(Object point labels)
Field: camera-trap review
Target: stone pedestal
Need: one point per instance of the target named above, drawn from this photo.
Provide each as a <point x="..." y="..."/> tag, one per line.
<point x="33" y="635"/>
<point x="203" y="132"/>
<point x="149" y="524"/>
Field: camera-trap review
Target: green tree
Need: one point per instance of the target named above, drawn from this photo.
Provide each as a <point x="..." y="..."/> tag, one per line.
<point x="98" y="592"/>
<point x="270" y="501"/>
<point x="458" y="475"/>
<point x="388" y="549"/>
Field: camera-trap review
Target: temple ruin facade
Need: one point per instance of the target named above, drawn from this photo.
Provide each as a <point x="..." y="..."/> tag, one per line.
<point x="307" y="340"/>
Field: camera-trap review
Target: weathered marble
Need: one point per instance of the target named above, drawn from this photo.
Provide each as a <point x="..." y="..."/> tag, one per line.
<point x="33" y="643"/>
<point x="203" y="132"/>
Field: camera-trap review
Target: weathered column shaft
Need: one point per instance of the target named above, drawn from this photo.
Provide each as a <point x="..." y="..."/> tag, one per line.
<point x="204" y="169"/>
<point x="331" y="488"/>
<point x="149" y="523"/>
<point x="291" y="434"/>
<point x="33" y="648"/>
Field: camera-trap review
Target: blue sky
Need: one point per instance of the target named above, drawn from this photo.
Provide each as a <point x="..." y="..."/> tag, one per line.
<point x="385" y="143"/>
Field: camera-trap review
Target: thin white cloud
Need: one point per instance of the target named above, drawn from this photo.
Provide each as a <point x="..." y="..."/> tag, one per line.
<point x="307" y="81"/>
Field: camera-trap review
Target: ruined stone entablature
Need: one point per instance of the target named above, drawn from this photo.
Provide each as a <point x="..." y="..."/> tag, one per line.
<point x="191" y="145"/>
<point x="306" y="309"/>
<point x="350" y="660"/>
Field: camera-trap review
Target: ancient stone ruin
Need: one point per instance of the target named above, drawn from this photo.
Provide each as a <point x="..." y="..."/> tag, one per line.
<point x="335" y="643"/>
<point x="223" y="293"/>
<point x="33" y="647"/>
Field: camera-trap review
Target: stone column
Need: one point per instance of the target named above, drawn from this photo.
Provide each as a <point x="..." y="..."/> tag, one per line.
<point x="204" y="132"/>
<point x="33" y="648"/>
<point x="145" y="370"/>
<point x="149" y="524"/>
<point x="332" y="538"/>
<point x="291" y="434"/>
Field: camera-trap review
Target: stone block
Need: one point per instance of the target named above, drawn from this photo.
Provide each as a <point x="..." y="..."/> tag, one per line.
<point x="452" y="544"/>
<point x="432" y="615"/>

_GIVEN EXERCISE_: Set down the listing in full, keeping every word exactly as it is.

_FINAL ANSWER_:
Field: camera-trap review
Target: stone pedestal
Need: one point per instance of the target named above, drawn from this photo.
Provide each as a <point x="..." y="..."/> tag, one per line.
<point x="33" y="635"/>
<point x="203" y="132"/>
<point x="149" y="524"/>
Field: camera-trap review
Target: green tree
Need: one point per instance of the target named above, drawn from this photo.
Provide each as a <point x="..." y="..."/> tag, one per line.
<point x="98" y="592"/>
<point x="270" y="501"/>
<point x="458" y="475"/>
<point x="388" y="549"/>
Field: camera-trap review
Target: temple ruin facade
Need: one point per instance of the target named above, drawn from this photo.
Provide each as a <point x="..." y="..."/> tag, one per line.
<point x="307" y="340"/>
Field: camera-trap review
Target: weathered marble
Need: one point per instance of the target named above, drawn from this photo.
Provide each as a <point x="..." y="..."/> tag, one per line.
<point x="33" y="643"/>
<point x="203" y="132"/>
Field: camera-trap review
Target: weathered column shaft
Need: one point per instance of the target named above, drawn from this photo.
Provide each as a <point x="..." y="..."/> tag, one per line.
<point x="204" y="169"/>
<point x="331" y="488"/>
<point x="149" y="523"/>
<point x="291" y="434"/>
<point x="33" y="648"/>
Field: camera-trap review
Target: blue sky
Need: one point per instance of the target named above, drawn from this photo.
Provide each as a <point x="..." y="..."/> tag, one per line.
<point x="385" y="143"/>
Field: camera-trap review
Target: thin white cloud
Need: one point per instance of the target named above, drawn from this photo.
Provide each as a <point x="..." y="..."/> tag, one per line.
<point x="307" y="81"/>
Field: camera-trap review
Target: ruined stone entablature
Need: one point per instance of the target named above, drawn from this photo.
Provide each as a <point x="..." y="..."/> tag, one per line.
<point x="191" y="145"/>
<point x="306" y="309"/>
<point x="350" y="660"/>
Field: camera-trap review
Target: ancient stone ruin
Need: one point per instance of the target named above, drawn from this photo.
Provide each as a <point x="..." y="..."/> tag, one per line.
<point x="335" y="643"/>
<point x="223" y="293"/>
<point x="33" y="647"/>
Field: camera-trap review
Target: stone column
Need: one point per instance of the target named above, drawn from this photo.
Provide each as a <point x="..." y="..."/> tag, one per line.
<point x="204" y="132"/>
<point x="33" y="648"/>
<point x="145" y="370"/>
<point x="149" y="524"/>
<point x="332" y="538"/>
<point x="291" y="434"/>
Field: camera-trap review
Target: stone block
Need: one point per instance of the target named above, drawn from this photo.
Provide each as a <point x="..." y="..."/> tag, one per line.
<point x="452" y="544"/>
<point x="432" y="615"/>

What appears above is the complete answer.